About this exercise.
Leave every picture behind and copy the rest of the entries below exactly.

(Records excerpted from a collection)
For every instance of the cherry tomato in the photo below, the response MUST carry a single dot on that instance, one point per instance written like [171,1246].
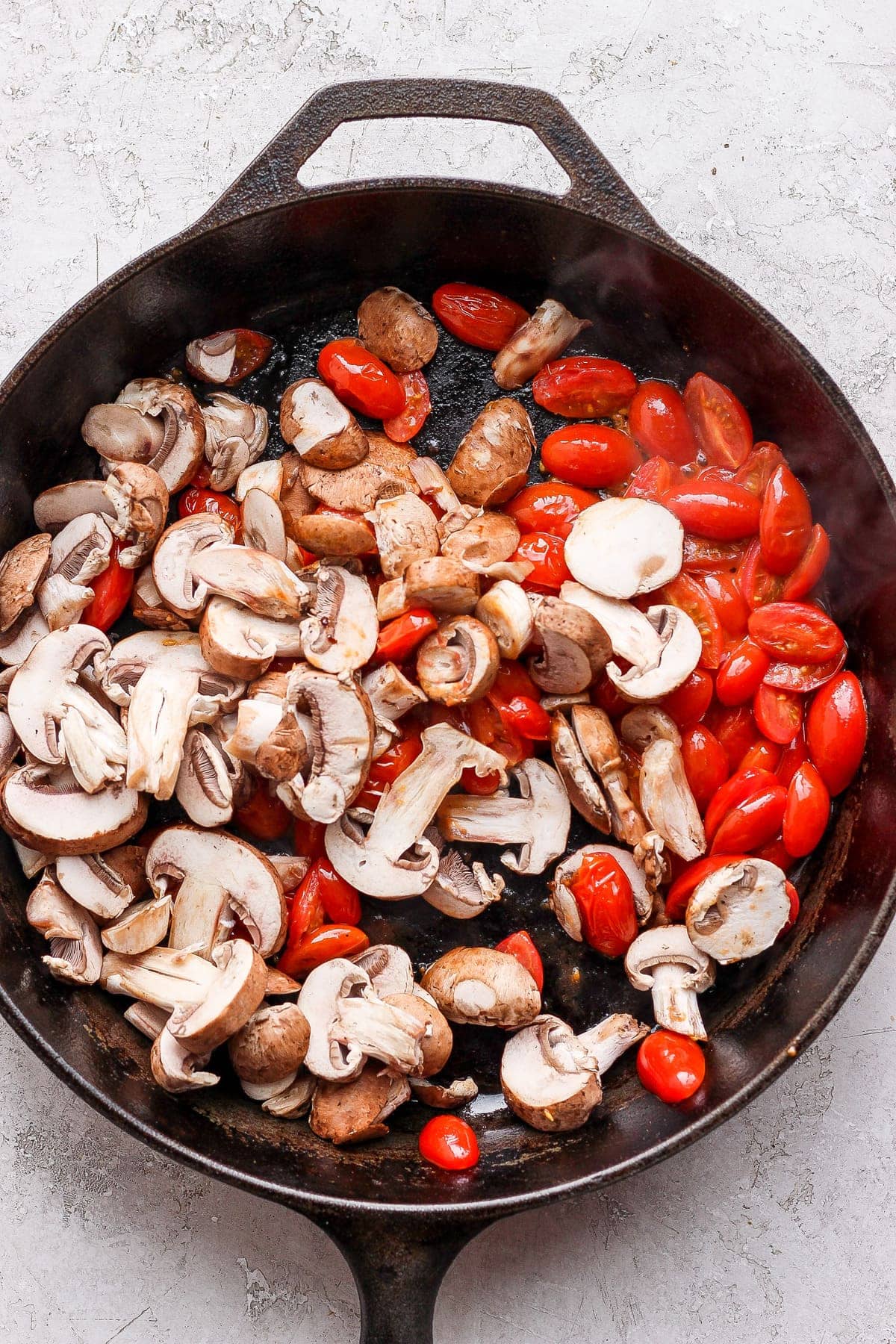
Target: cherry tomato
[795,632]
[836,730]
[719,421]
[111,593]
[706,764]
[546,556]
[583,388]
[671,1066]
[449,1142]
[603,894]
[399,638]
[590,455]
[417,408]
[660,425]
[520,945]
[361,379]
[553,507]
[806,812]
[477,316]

Your response.
For every instance of the cherry tomato in the photo below, the response MUST carry a single dot on that instance, one point per instance written like [171,1246].
Target: cherry tomato
[795,632]
[836,730]
[719,421]
[111,593]
[706,764]
[546,556]
[583,388]
[671,1066]
[449,1142]
[603,894]
[399,638]
[590,455]
[417,408]
[660,425]
[520,945]
[361,379]
[553,507]
[806,812]
[477,316]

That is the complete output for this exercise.